## Your tasks
• 1. Answer these from the forum thread about youth hunting age:
(a) Up to what age were kids once counted as youth for waterfowl hunting?
(b) Up to what age were they counted as youth for big game hunting?
(c) For which seasons was the change to a youth age of 17 proposed?
• 2. Write the next part of the forum thread about youth hunting age, picking up right after its last line.

## Extract provided
........
# Youth Age Question



## Fowlmouth (Oct 4, 2008)

Are kids considered youth to the age of 17 for all hunts now? (big game and small game)

In the past kids were considered youth up to age 15 for waterfowl, but 17 for big game hunting. I remember reading somewhere that the DWR was considering making the youth age 17 for all hunts. Did it happen?
TIA......


----------



## Clarq (Jul 21, 2011)

The proposal to move the youth age to 17 was proposed for upland game seasons only. They didn't propose a change for the waterfowl youth age (probably due to some federal regulation or something).

I wish I knew for certain if it passed. I can't imagine why it wouldn't.


----------



## Fowlmouth (Oct 4, 2008)
........
## Material
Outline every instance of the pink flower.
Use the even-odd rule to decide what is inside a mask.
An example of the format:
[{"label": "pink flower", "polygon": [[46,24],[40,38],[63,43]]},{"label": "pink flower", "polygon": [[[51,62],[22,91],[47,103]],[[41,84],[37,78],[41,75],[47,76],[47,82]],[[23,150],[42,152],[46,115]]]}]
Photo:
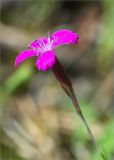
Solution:
[{"label": "pink flower", "polygon": [[28,50],[22,51],[15,60],[15,65],[36,56],[35,65],[38,70],[46,71],[55,63],[54,49],[63,44],[78,43],[78,35],[70,30],[58,30],[48,37],[39,38],[28,45]]}]

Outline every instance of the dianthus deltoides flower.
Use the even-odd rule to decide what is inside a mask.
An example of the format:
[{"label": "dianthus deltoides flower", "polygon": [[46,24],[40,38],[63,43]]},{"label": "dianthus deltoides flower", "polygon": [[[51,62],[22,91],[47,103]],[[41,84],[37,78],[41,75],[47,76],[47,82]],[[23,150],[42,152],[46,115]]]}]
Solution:
[{"label": "dianthus deltoides flower", "polygon": [[36,56],[35,65],[39,71],[47,71],[55,63],[55,48],[63,44],[78,43],[78,35],[70,30],[58,30],[48,37],[36,39],[28,45],[28,50],[22,51],[15,60],[15,65],[27,58]]},{"label": "dianthus deltoides flower", "polygon": [[36,56],[35,65],[39,71],[47,71],[51,69],[57,80],[60,82],[61,87],[64,89],[65,93],[71,98],[77,113],[83,120],[90,136],[91,140],[94,142],[94,137],[88,127],[88,124],[80,110],[74,90],[72,88],[71,81],[69,80],[66,72],[64,71],[62,65],[60,64],[57,56],[55,55],[55,48],[59,45],[64,44],[77,44],[78,34],[70,30],[58,30],[48,37],[43,37],[36,39],[28,45],[28,50],[22,51],[15,60],[15,66],[18,66],[22,61],[27,58]]}]

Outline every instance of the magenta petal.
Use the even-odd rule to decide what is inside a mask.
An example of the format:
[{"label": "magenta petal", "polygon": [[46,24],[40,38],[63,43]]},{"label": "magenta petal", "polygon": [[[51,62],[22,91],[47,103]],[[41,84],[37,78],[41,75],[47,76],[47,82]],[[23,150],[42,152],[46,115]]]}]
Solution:
[{"label": "magenta petal", "polygon": [[52,34],[51,39],[54,39],[54,47],[62,44],[77,43],[78,34],[70,30],[59,30]]},{"label": "magenta petal", "polygon": [[32,42],[30,42],[29,44],[28,44],[28,48],[39,48],[39,47],[41,47],[41,45],[42,45],[42,47],[43,47],[43,44],[47,44],[48,43],[48,38],[46,38],[46,37],[42,37],[42,38],[39,38],[39,39],[36,39],[35,41],[32,41]]},{"label": "magenta petal", "polygon": [[15,66],[18,66],[19,63],[21,63],[22,61],[24,61],[27,58],[30,58],[32,56],[36,56],[36,51],[32,51],[32,50],[24,50],[21,53],[19,53],[15,59]]},{"label": "magenta petal", "polygon": [[47,51],[41,54],[36,59],[36,67],[39,71],[47,71],[52,68],[55,63],[55,53],[53,51]]}]

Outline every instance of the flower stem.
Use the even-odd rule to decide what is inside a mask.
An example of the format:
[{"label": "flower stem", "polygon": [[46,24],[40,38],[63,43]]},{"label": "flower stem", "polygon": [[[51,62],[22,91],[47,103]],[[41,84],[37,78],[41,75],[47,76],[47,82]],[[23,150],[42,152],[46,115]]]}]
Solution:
........
## Exercise results
• 1.
(a) Up to age 15.
(b) Up to age 17.
(c) Upland game seasons only.

• 2.
It never made sense to have different youth ages for different hunts. You are a youth or you aren't! Just make it 17 years of age for everything, simple right? 
8)

I thought waterfowl, big game and upland game were all going to be standardized to 17 years of age to be considered a youth. That's a real bum deal if waterfowl isn't included.........


----------



## Critter (Mar 20, 2010)

The problem with waterfowl is that you have to deal with the feds and nothing is simple with them.


----------



## Huge29 (Sep 17, 2007)

It is 17 for big game.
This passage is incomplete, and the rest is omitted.